(Records from a data source)
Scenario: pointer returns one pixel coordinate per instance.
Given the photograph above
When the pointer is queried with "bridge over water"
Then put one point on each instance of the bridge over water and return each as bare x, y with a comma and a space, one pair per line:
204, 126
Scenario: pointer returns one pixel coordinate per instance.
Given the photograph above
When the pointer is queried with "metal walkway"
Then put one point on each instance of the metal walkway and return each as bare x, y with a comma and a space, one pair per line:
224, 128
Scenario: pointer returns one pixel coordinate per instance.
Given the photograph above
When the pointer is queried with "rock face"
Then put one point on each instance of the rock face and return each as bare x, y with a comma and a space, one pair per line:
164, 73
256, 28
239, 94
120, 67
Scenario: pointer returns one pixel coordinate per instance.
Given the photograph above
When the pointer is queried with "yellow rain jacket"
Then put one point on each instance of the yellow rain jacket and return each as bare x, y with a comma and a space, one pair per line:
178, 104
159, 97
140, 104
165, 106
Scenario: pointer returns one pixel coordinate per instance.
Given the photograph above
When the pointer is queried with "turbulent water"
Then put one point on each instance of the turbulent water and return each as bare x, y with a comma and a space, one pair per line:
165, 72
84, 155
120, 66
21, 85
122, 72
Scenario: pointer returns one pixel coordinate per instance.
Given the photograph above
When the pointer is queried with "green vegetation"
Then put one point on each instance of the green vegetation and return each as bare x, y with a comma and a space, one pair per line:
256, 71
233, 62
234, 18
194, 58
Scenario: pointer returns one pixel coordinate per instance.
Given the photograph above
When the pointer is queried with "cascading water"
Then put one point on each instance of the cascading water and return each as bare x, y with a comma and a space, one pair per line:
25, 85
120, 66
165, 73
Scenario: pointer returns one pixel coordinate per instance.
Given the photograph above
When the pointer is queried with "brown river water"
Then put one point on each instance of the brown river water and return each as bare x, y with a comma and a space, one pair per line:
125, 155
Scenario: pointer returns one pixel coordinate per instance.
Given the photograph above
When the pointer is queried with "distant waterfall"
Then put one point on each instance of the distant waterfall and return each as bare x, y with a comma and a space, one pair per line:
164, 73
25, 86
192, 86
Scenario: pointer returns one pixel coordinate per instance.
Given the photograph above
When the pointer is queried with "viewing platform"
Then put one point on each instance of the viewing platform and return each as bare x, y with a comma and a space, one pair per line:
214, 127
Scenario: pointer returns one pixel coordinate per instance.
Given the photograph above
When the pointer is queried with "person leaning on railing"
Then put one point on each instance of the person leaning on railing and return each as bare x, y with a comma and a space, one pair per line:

● **Task statement**
Your answer must be the records above, repeated exactly.

● **Exercise response**
Scenario: pointer returns one pixel coordinate per instance.
Given the photograph above
When the pointer is queried with "bridge over water"
Then put one point on each instance of the bridge over water and return each as bare x, y with a comma and a space, one pair per line:
204, 126
Scenario: pointer returns one pixel coordinate per instance.
Given the photograph above
When the pointer is queried with "metal walkway"
Then put one point on each instance of the metal walkway and return each as bare x, y with a comma and a space, one pair per line:
224, 128
Scenario: pointer returns one pixel coordinate per instance.
Given the photograph above
When the pointer is queried with "rock face"
Then put one point on each instance of the rock face and return each as bare x, y with a comma and a space, one pair per line:
164, 73
256, 28
239, 94
120, 67
Scenario: pointer returns one pixel coordinate per instance.
Given the photograph above
When the pointer is queried with "yellow rain jacket"
Then put one point on each instance of the yellow rain jacket and return each as bare x, y with a comma and a space, one pair per line:
178, 104
159, 97
140, 104
165, 106
Scenario: pointer returns one pixel coordinate per instance.
Given the photograph above
When the pointer is queried with "turbulent water"
Then put one point on each instance of the turbulent water and return each as bare x, y with a comma and a space, one pair per line:
165, 72
84, 155
120, 66
21, 85
122, 72
Scenario: pointer returns one pixel coordinate per instance.
Given the photograph above
When the pointer is queried with "green vegetation"
Then put one point on each instance of the green vegetation and return each as bare x, y with a comma and a space, one pair per line:
256, 71
233, 62
234, 18
194, 58
Scenario: pointer returns one pixel coordinate per instance.
Given the photograph above
When the pointer is queried with "cascading water"
Then put one point on each instance of the cascading water and return each as bare x, y with a comma and a space, one pair per line:
25, 85
120, 66
165, 73
Scenario: pointer returns one pixel coordinate per instance.
Given the photograph above
When the pointer is queried with "brown river water"
Then put one point on each instance of the brown river water and return each as bare x, y with a comma and a space, one pair per line:
125, 155
Scenario: pointer returns one pixel coordinate per instance.
Given the photograph above
When the pointer is queried with "distant waterfall"
Then put one point on each instance of the distant waterfall and return each as bare x, y with a comma and a space, one pair per line:
164, 73
25, 86
192, 86
Scenario: pointer returns one pixel coordinate per instance.
Given the photograph above
When the pointer is queried with "viewing platform"
Then put one point on each instance of the viewing platform and return each as bare x, y with a comma and a space, one pair per line:
214, 127
Scenario: pointer returns one pixel coordinate per instance.
Given the photograph above
When the pointer is queried with "person leaning on railing"
Then put one point on each instance of the person leaning on railing and return each as bare x, y with a comma and a space, one pair per line:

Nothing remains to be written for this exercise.